Developing a Video Game -- 22 Years Ago

Reminiscences of an Early Game Programmer


Where to start... A business acquaintance told me about his uncle who ran some kind of video game company in Hong Kong and was looking for game programmers, and I was interested. It was kind of strange, because I don't play video games, but I had written a few TinyBasic (text-based) games for that market. So I went down to the local video game arcade; I never spent a nickel there, I just watched people play so I could get a feel for how they play.

Anyway, my friend brought over the development hardware and a big Sony TV to play it on (I don't watch TV either ;-) and a competitor's tennis game (I think it might have been Coleco, but I cannot remember). I played with it some and decided it was a bit hokey. The vendor wanted something "3-D" with a shadow to follow the ball around. I guessed I could do that.

Problem #1: I don't play games, not even live games like tennis. I knew nothing about the game. So I went to the library or a bookstore (I can't remember which) and got a book on tennis rules. The scoring is bizarre -- certainly far more complex than the simple +1 scoring of the competition -- but not too complicated to program the computer to do it.

= = = = =

● TASK BRIEF
Pick up the reminiscence about programming the tennis video game after its final sentence, "but not too complicated to program the computer to do it."

● DATA LINES
= = = = =

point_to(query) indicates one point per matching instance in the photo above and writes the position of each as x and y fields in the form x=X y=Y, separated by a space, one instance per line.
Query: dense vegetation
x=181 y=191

= = = = =

● RESULT
Problem #2: In the competitor's product (and in most video games, many even today 22 years later) the characters sort of slide around on the screen to follow the joystick, and their feet move, but their feet don't stick to the ground. It's like they are skating on ice, a consequence of sprite graphics (see Problem #3). I resolved that MY game would be physically correct. In the competitor's game, the player just flipped from racket on the left to racket on the right, mirror image; that was the only swinging action. Again, I thought that real tennis players had a little more animation than that. So I went down to the local video rental store and rented a VCR and a tape of Billy Jean King teaching tennis. There was some lecturing, but mostly a lot of video action BJK serving the ball, or BJK running across the court to catch a ball with her forehand, or running the other way to catch it with her backhand, stuff like that. I set my 35mm camera up on a tripod in front of the TV and paused the tape a lot and took a lot of stop-action sequence snapshots off the screen -- maybe three or four rolls in all. Then I lined up the snapshots in sequences all over the kitchen counter and picked out the most representative running and swinging and serving sequences. Then I copied the posture and motion of BJK's moves onto graph paper. Well, not exactly, which brings me to ...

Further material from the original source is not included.